* _Items_:
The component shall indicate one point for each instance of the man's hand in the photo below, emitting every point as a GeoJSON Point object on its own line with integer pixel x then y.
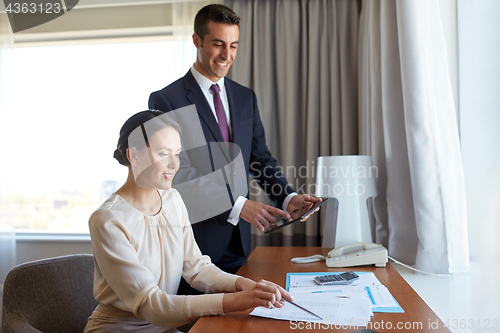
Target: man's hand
{"type": "Point", "coordinates": [302, 203]}
{"type": "Point", "coordinates": [261, 215]}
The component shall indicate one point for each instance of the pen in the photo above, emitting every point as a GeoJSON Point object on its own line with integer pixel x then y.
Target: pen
{"type": "Point", "coordinates": [301, 307]}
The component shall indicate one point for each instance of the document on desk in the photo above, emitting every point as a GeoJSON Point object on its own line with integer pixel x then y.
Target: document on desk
{"type": "Point", "coordinates": [367, 285]}
{"type": "Point", "coordinates": [340, 311]}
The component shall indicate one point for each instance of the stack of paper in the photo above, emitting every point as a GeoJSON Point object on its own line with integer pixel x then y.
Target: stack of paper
{"type": "Point", "coordinates": [340, 305]}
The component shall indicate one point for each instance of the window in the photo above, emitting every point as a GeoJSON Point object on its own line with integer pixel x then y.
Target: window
{"type": "Point", "coordinates": [66, 106]}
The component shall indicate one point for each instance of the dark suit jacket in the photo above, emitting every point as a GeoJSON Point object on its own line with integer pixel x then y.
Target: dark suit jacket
{"type": "Point", "coordinates": [213, 235]}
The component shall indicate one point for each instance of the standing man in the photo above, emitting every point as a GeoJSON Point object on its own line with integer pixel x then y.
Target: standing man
{"type": "Point", "coordinates": [228, 112]}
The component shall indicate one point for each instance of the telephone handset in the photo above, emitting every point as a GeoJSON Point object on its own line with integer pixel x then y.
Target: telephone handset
{"type": "Point", "coordinates": [356, 254]}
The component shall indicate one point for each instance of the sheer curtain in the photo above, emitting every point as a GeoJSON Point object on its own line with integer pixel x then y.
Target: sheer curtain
{"type": "Point", "coordinates": [408, 124]}
{"type": "Point", "coordinates": [7, 236]}
{"type": "Point", "coordinates": [300, 59]}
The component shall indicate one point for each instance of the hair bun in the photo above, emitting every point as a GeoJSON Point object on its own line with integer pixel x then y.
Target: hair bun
{"type": "Point", "coordinates": [118, 155]}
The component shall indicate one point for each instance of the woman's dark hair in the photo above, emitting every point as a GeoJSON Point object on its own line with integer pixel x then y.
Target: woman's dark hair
{"type": "Point", "coordinates": [130, 130]}
{"type": "Point", "coordinates": [216, 13]}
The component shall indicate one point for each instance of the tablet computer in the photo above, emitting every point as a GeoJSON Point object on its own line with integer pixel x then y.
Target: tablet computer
{"type": "Point", "coordinates": [283, 222]}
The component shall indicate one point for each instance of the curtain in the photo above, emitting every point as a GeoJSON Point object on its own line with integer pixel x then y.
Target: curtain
{"type": "Point", "coordinates": [299, 58]}
{"type": "Point", "coordinates": [408, 124]}
{"type": "Point", "coordinates": [7, 236]}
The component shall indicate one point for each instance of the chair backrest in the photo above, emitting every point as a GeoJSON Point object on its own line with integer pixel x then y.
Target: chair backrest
{"type": "Point", "coordinates": [49, 295]}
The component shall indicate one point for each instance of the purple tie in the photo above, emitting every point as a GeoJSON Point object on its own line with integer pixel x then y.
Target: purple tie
{"type": "Point", "coordinates": [219, 111]}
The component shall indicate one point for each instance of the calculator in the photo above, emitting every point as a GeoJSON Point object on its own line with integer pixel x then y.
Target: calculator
{"type": "Point", "coordinates": [334, 279]}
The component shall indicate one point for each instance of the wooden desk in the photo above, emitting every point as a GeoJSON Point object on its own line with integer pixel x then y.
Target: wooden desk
{"type": "Point", "coordinates": [272, 263]}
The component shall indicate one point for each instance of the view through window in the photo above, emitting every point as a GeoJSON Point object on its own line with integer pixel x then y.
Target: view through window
{"type": "Point", "coordinates": [66, 106]}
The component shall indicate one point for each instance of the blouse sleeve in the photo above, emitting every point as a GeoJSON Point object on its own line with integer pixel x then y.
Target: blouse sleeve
{"type": "Point", "coordinates": [198, 269]}
{"type": "Point", "coordinates": [134, 284]}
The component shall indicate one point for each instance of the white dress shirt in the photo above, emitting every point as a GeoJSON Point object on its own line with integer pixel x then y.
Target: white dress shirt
{"type": "Point", "coordinates": [205, 84]}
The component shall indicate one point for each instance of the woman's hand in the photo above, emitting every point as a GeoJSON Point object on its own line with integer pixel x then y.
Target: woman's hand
{"type": "Point", "coordinates": [253, 294]}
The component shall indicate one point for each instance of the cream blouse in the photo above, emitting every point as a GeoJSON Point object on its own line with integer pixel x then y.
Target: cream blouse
{"type": "Point", "coordinates": [139, 261]}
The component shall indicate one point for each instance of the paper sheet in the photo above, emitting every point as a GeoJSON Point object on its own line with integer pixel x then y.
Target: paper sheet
{"type": "Point", "coordinates": [354, 312]}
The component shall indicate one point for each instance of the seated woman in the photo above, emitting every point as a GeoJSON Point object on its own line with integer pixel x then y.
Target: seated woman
{"type": "Point", "coordinates": [143, 243]}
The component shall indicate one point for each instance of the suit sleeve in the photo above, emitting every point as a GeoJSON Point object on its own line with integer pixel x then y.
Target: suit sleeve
{"type": "Point", "coordinates": [263, 166]}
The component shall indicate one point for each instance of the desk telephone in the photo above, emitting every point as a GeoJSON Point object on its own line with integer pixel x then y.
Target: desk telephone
{"type": "Point", "coordinates": [356, 254]}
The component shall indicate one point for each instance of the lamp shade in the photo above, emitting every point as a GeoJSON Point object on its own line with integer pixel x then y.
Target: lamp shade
{"type": "Point", "coordinates": [350, 180]}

* _Do this_:
The records shown above are to be repeated exactly, with the pictures left out.

* _Result of this task_:
The component shall indicate one point for each instance of the man's hand in the photo below, emitting every point as a GeoJSON Point object on its own line with integer pixel x then y.
Target: man's hand
{"type": "Point", "coordinates": [302, 203]}
{"type": "Point", "coordinates": [261, 215]}
The component shall indicate one point for each instance of the pen in the photo above, emitting every point as a GeoJSON Point object on its own line with integer pixel x then y.
Target: pen
{"type": "Point", "coordinates": [301, 307]}
The component shall indicate one point for each instance of the document on desk in the photo above, emitting every point as a GeoJSON Point object on its own line with integer pixel x then y.
Target: document on desk
{"type": "Point", "coordinates": [367, 285]}
{"type": "Point", "coordinates": [340, 311]}
The component shall indicate one point for each instance of the stack of paper in the photo above, emitting every point as a GeoJSON Point object on its own line with integer pixel x then y.
Target: stack of paper
{"type": "Point", "coordinates": [340, 305]}
The component shall indicate one point for each instance of the window in the photo above, emitting every point as a GeoJSON Point object on its own line with integer pixel x then y.
Target: window
{"type": "Point", "coordinates": [66, 106]}
The component shall indicate one point for each instance of the dark suit jacket in the photo above, emitting every point as a GeoJSON Point object on its own line with integer pixel x then y.
Target: dark suit jacket
{"type": "Point", "coordinates": [213, 235]}
The component shall indicate one point for each instance of the standing man in the photo above, emitting every point as a GeoJSON Point object on its own line with integer pixel x then y.
Target: standing man
{"type": "Point", "coordinates": [228, 112]}
The component shall indicate one point for each instance of the telephone handset in the photo above, emitting every point as a GeoJSON Point object on its own line with integer pixel x then y.
Target: telephone handset
{"type": "Point", "coordinates": [356, 254]}
The component shall indicate one point for each instance of the sheer curtain in the photo above, emitting every point as a GeoJSON Point object on its own line with integer pixel x then y.
Target: sheer curtain
{"type": "Point", "coordinates": [408, 124]}
{"type": "Point", "coordinates": [7, 236]}
{"type": "Point", "coordinates": [300, 59]}
The component shall indicate one point for each instance of the hair bun in the photo above, emitting every point as a GeoJSON Point object on its own line with integer pixel x then y.
Target: hair bun
{"type": "Point", "coordinates": [118, 155]}
The component shall indicate one point for each instance of the woman's dark hair in the photo above, emitting every point as a GeoJSON Point object on its own line with integer pixel x then y.
Target: woman's dark hair
{"type": "Point", "coordinates": [130, 130]}
{"type": "Point", "coordinates": [216, 13]}
The component shall indicate one point for each instance of the tablet computer in the photo above, emitting every point as a GeoJSON Point object on its own line with integer pixel x then y.
Target: tablet computer
{"type": "Point", "coordinates": [283, 222]}
The component shall indicate one point for each instance of the curtain in the photo above, emitting every point as a GeoJSON Point object on its own line with integer pixel x then y.
Target: curtain
{"type": "Point", "coordinates": [299, 58]}
{"type": "Point", "coordinates": [408, 124]}
{"type": "Point", "coordinates": [7, 236]}
The component shall indicate one point for each instance of the chair backrest in the photo above, emitting every point as a GeoJSON Point object on its own line with integer pixel x then y.
Target: chair backrest
{"type": "Point", "coordinates": [49, 295]}
The component shall indicate one point for each instance of the purple tie in the photo above, emitting every point as a GeoJSON Point object on its own line with integer pixel x then y.
Target: purple tie
{"type": "Point", "coordinates": [219, 111]}
The component shall indicate one point for each instance of the calculator in the photo above, emitting every point as a GeoJSON Point object on its own line with integer pixel x then y.
Target: calculator
{"type": "Point", "coordinates": [334, 279]}
The component shall indicate one point for each instance of the wooden desk in the photo above, emitting every point as a GeoJSON Point object on its own line with integer pixel x then y.
Target: wooden desk
{"type": "Point", "coordinates": [272, 263]}
The component shall indicate one point for each instance of the view through window in the photo above, emitting every point as a GeoJSON Point object on its own line with integer pixel x then y.
Target: view through window
{"type": "Point", "coordinates": [66, 106]}
The component shall indicate one point for each instance of the blouse sleeve in the photo above, emitting every point as a GeoJSON Point object on its own line with integer pixel x then y.
Target: blouse sleeve
{"type": "Point", "coordinates": [198, 269]}
{"type": "Point", "coordinates": [134, 284]}
The component shall indicate one point for each instance of the white dress shirt in the photo above, emitting every point as a GeoJSON Point object on its own line with integer pixel x then y.
Target: white dress shirt
{"type": "Point", "coordinates": [205, 84]}
The component shall indicate one point for each instance of the woman's hand in the photo above, emitting every point as a GeoJSON Point object on its own line with integer pixel x then y.
Target: woman's hand
{"type": "Point", "coordinates": [253, 294]}
The component shall indicate one point for each instance of the cream blouse in the photo above, emitting every point as a GeoJSON Point object on its own line with integer pixel x then y.
Target: cream blouse
{"type": "Point", "coordinates": [139, 261]}
The component shall indicate one point for each instance of the paper sheet in the photo above, emitting every point as a GeoJSON Point object on its own line with integer pixel x then y.
Target: paper sheet
{"type": "Point", "coordinates": [354, 312]}
The component shall indicate one point for each instance of the seated woman in the photo above, emitting every point as a GeoJSON Point object on its own line with integer pixel x then y.
Target: seated woman
{"type": "Point", "coordinates": [143, 243]}
The component shall indicate one point for each instance of the suit sleeve in the photo above, emitting every point as a GeoJSON Point object on its own line with integer pixel x then y.
Target: suit sleeve
{"type": "Point", "coordinates": [263, 166]}
The component shall indicate one point for each instance of the desk telephone in the photo above, emitting every point as a GeoJSON Point object on its own line with integer pixel x then y.
Target: desk telephone
{"type": "Point", "coordinates": [356, 254]}
The component shall indicate one point for each instance of the lamp shade in the photo above, emitting every point as a GeoJSON Point object on its own line with integer pixel x then y.
Target: lamp shade
{"type": "Point", "coordinates": [350, 180]}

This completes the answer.